Chairman Shields serves on the Business Advisory Council and said that they were going to start a marketing campaign for the quarter-cent sales tax.

“We’re going to do everything to make it work this time,” Shields said. “Last time it didn’t make it but we’re going to work hard this time to market it in such a manner that the public will understand their role in securing more [funds] for the Macon County schools.” 

According to Shields, changing the use of future revenues from capital to operating expenses was part of this marketing strategy. Members of the Business Advisory Council in support of the sales tax did not want the $62 million state grant  the county received for the new high school project to be a deterrent to people voting for the new sales tax that had previously been intended for use on the same project.

“The rhyme and reason behind that, to leave the word capital out of it is because it could turn out to be a negative as people are voting and saying, ‘well, we’ve got enough money out there now you’ve got $62 million,’” Shields said. “We don’t want that to interfere with what we’re trying to do here with the quarter-cent sales tax.” 

However, Commissioner Josh Young argued to change the referendum so that any revenues from the sales tax could be used on both capital and operating expenses in the school system. He noted that while the county did receive a large grant for the high school, the project will still cost over $100 million in total. In addition, the school system also has ongoing capital projects at the Highlands School, the Nantahala School with the sewer treatment plant, the middle shcool track and geological surveying for the Highlands soccer field. There are also needs in the near future for a new East Franklin Elementary School, which is overcrowded and has several maintenance needs.

◆ ◆ ◆ ◆ ◆

■ Given request A ■
Answer the following from the sales tax report, one line each:
(i) On which council does Shields serve?
(ii) What was the amount of the state grant received for the new high school project?
(iii) On what kinds of expenses did Commissioner Josh Young want the sales tax revenues to be usable?
■ Given request B ■
List every individual school that the sales tax report mentions by its proper name.
■ Given request C ■
Proceed with the sales tax report, picking up after its final sentence.

◆ ◆ ◆ ◆ ◆

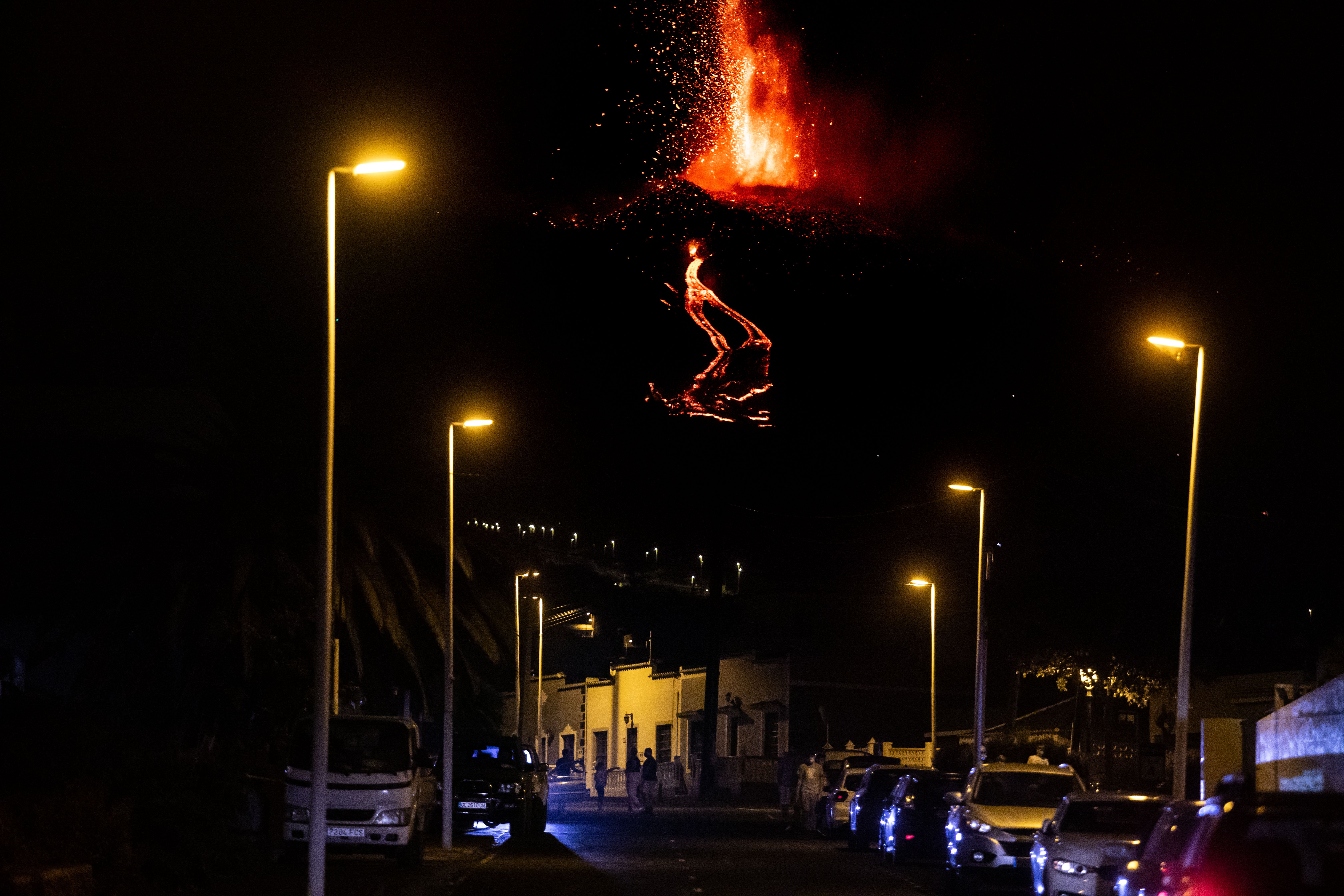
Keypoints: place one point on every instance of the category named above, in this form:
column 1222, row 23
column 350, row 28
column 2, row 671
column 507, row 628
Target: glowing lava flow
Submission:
column 757, row 140
column 728, row 387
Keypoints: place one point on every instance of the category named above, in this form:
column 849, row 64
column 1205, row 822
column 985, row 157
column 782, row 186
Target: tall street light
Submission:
column 322, row 647
column 447, row 760
column 518, row 655
column 933, row 670
column 1177, row 350
column 982, row 651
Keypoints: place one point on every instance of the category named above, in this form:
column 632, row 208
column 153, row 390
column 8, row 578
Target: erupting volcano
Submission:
column 729, row 389
column 755, row 138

◆ ◆ ◆ ◆ ◆

■ Task output A ■
(i) The Business Advisory Council.
(ii) $62 million.
(iii) Both capital and operating expenses in the school system.

■ Task output B ■
Highlands School
Nantahala School
East Franklin Elementary School

■ Task output C ■
“$62 million goes a long way, but there’s $200 million in capital needs,” said Young.

If approved, the quarter-cent sales tax would apply to anyone purchasing goods in Macon County — residents, as well as visitors — and would apply to all items other than unprepared food and gas.

In North Carolina, all counties have the option to levy a quarter-cent sales tax. According to the legislation, the sales tax can be implemented on the first day of any calendar quarter as long as the county gives the N.C. Department of Revenue at least 90 days advance notice. If a referendum is held in November during the General Election and passes, the earliest a county could begin collecting the revenue would be April 1 of the following year, provided it adopts a resolution levying the tax and forwards it to the Department of Revenue prior to Dec. 31.

On a motion made by Young, the commission unanimously approved changing the referendum for the quarter-cent sales tax to allow for use of revenues in both capital and operational needs in the school system.